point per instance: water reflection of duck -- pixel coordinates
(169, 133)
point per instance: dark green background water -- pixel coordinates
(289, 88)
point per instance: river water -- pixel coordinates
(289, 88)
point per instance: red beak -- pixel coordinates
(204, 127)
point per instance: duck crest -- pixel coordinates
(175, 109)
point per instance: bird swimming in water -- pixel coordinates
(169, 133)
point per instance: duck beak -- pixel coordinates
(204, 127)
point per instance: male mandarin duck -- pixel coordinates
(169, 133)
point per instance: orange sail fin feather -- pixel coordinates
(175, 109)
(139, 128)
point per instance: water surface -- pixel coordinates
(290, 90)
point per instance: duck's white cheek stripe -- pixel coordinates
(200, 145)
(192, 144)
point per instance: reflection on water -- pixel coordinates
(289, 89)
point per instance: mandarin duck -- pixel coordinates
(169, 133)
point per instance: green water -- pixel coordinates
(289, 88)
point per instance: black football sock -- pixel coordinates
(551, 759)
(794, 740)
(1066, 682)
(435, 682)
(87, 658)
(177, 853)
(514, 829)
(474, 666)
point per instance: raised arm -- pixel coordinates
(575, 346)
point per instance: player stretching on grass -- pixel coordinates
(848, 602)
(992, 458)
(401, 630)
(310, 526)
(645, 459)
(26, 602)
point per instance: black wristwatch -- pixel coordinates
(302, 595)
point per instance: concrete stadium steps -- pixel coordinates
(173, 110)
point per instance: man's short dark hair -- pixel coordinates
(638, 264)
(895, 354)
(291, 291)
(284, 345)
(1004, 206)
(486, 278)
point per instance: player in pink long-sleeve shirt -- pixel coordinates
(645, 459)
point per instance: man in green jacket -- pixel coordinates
§
Every line from the line containing "point per instance: duck's" to the last line of the material above must be repeated exactly, and no other line.

point per instance: duck's white cheek stripe -- pixel coordinates
(200, 145)
(192, 144)
point per instance: reflection on water -- pixel coordinates
(289, 89)
point per instance: mandarin duck -- pixel coordinates
(169, 133)
point per instance: green water -- pixel coordinates
(289, 88)
point per instance: black football sock -- pixel coordinates
(551, 759)
(794, 740)
(1066, 682)
(435, 682)
(87, 658)
(177, 853)
(514, 829)
(474, 666)
point per instance: raised arm -- pixel coordinates
(575, 346)
point per instance: player stretching on grass -- pixel coordinates
(848, 602)
(992, 458)
(401, 630)
(310, 526)
(645, 459)
(26, 602)
point per instance: black wristwatch -- pixel coordinates
(302, 595)
point per instance: concrete stadium steps -- pixel coordinates
(173, 110)
point per instance: man's short dark hair -- pixel coordinates
(638, 264)
(895, 354)
(291, 291)
(284, 345)
(1004, 206)
(486, 278)
point per instance: player in pink long-sleeve shirt -- pixel coordinates
(645, 459)
point per instance: man in green jacket -- pixel coordinates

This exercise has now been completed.